Data in this exercise ▸

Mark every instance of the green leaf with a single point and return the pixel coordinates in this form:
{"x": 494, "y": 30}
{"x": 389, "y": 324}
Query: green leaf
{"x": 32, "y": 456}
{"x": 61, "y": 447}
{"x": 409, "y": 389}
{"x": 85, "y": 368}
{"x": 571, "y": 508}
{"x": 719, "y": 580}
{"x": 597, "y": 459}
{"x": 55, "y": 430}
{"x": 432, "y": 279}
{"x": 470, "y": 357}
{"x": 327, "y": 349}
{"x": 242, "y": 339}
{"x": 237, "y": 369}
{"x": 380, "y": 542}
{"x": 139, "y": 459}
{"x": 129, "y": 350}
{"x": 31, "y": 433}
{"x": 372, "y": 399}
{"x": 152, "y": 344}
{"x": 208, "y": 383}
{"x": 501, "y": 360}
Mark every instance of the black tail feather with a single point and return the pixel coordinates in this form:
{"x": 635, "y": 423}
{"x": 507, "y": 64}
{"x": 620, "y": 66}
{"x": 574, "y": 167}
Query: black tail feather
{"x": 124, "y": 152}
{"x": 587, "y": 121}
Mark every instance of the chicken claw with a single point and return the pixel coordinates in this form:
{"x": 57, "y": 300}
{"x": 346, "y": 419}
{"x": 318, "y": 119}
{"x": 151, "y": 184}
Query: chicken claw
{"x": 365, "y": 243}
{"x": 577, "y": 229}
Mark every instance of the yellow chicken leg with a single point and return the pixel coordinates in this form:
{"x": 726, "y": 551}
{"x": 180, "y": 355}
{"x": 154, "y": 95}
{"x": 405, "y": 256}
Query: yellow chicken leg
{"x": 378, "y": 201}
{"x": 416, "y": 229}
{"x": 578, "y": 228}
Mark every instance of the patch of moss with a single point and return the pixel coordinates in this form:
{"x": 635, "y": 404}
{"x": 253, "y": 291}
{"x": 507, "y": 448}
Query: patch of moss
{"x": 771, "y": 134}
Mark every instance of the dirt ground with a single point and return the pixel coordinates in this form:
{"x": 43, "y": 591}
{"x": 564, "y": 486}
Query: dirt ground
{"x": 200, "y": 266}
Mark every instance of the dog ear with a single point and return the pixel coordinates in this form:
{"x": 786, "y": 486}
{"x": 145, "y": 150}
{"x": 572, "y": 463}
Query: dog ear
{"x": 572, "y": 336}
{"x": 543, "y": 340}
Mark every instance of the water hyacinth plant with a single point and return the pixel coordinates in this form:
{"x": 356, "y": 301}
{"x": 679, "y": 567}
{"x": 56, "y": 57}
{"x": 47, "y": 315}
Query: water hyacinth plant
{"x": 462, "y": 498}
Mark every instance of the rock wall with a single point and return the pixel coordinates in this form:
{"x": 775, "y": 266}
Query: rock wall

Objective ▸ Copy the entire listing above verbatim, line for line, without altering anything.

Output below ▸
Mark every instance of the green leaf with a single point and return the pixel coordinates in this form:
{"x": 494, "y": 30}
{"x": 389, "y": 324}
Query: green leaf
{"x": 32, "y": 456}
{"x": 61, "y": 447}
{"x": 409, "y": 389}
{"x": 85, "y": 368}
{"x": 571, "y": 508}
{"x": 719, "y": 580}
{"x": 597, "y": 459}
{"x": 55, "y": 430}
{"x": 432, "y": 279}
{"x": 470, "y": 357}
{"x": 327, "y": 349}
{"x": 242, "y": 339}
{"x": 237, "y": 369}
{"x": 380, "y": 542}
{"x": 139, "y": 459}
{"x": 129, "y": 350}
{"x": 31, "y": 433}
{"x": 372, "y": 399}
{"x": 152, "y": 344}
{"x": 208, "y": 383}
{"x": 501, "y": 360}
Mark every instance of the black tail feather with a single point and return the pixel coordinates in this form:
{"x": 635, "y": 423}
{"x": 507, "y": 64}
{"x": 620, "y": 66}
{"x": 574, "y": 167}
Query: black tail feather
{"x": 124, "y": 152}
{"x": 587, "y": 121}
Mark every instance of the chicken claw with a single point and return the pixel coordinates in this form:
{"x": 57, "y": 300}
{"x": 346, "y": 419}
{"x": 318, "y": 119}
{"x": 151, "y": 184}
Query: chicken claw
{"x": 365, "y": 243}
{"x": 577, "y": 229}
Mark every instance of the yellow chicken leg with a single point and return the pixel coordinates in this form:
{"x": 726, "y": 551}
{"x": 180, "y": 355}
{"x": 154, "y": 95}
{"x": 405, "y": 256}
Query: yellow chicken leg
{"x": 378, "y": 201}
{"x": 416, "y": 229}
{"x": 578, "y": 228}
Mark every instance of the patch of moss with a single point and return the pixel coordinates in this form:
{"x": 635, "y": 404}
{"x": 253, "y": 291}
{"x": 507, "y": 448}
Query: patch of moss
{"x": 771, "y": 134}
Mark every instance of the dirt ground with a single point and return the pixel coordinates in this form:
{"x": 43, "y": 591}
{"x": 564, "y": 486}
Query: dirt ground
{"x": 200, "y": 266}
Mark every instance of the dog ear with a single point and return the pixel coordinates in this form:
{"x": 786, "y": 486}
{"x": 145, "y": 150}
{"x": 572, "y": 463}
Query: dog ear
{"x": 572, "y": 336}
{"x": 543, "y": 340}
Mark every instance of the water hyacinth plant with a single point and return the pixel coordinates in this form:
{"x": 356, "y": 301}
{"x": 679, "y": 567}
{"x": 56, "y": 57}
{"x": 47, "y": 315}
Query: water hyacinth plant
{"x": 462, "y": 498}
Mark every instance of the rock wall with a single point and return the pixel coordinates in this form:
{"x": 775, "y": 266}
Query: rock wall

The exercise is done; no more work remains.